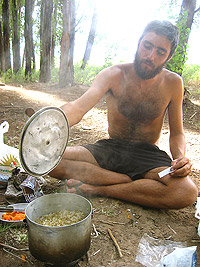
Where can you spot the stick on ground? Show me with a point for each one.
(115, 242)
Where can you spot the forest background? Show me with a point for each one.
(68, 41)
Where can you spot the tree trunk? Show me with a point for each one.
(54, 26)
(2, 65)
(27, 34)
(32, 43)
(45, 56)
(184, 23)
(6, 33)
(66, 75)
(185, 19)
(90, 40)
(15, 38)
● ● ● ● ●
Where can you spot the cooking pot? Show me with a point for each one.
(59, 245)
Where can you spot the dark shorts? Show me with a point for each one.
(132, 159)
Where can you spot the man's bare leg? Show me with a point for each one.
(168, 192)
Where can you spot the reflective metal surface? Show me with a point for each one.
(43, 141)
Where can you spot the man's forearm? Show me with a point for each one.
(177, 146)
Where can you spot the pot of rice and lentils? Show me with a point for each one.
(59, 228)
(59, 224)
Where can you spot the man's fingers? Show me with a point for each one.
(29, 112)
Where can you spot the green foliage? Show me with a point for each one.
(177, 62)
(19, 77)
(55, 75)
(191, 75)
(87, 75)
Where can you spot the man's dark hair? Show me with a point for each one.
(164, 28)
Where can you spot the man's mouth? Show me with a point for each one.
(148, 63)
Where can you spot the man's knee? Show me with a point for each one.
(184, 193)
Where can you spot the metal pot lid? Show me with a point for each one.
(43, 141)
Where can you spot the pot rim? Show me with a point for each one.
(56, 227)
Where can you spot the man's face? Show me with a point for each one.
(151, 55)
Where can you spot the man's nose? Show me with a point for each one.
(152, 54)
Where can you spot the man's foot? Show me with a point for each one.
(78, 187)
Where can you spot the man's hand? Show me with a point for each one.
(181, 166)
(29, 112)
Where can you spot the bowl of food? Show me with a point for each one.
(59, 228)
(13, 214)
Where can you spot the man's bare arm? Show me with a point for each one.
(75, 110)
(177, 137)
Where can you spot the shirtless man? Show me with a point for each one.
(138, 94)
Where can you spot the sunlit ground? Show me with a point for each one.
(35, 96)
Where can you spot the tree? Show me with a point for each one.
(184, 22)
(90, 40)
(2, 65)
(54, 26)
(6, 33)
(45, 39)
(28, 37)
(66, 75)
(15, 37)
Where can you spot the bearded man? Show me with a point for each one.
● ● ● ● ●
Look above for the line containing "Where can you spot the tree?". Output from there through the line containing "Where can you spot the bearded", exactly and inclusively.

Where can you spot the tree? Show me with a point for each one.
(184, 22)
(90, 40)
(2, 65)
(54, 26)
(6, 33)
(45, 39)
(28, 37)
(66, 75)
(15, 37)
Where can you spot the bearded man? Show me with a point for each one.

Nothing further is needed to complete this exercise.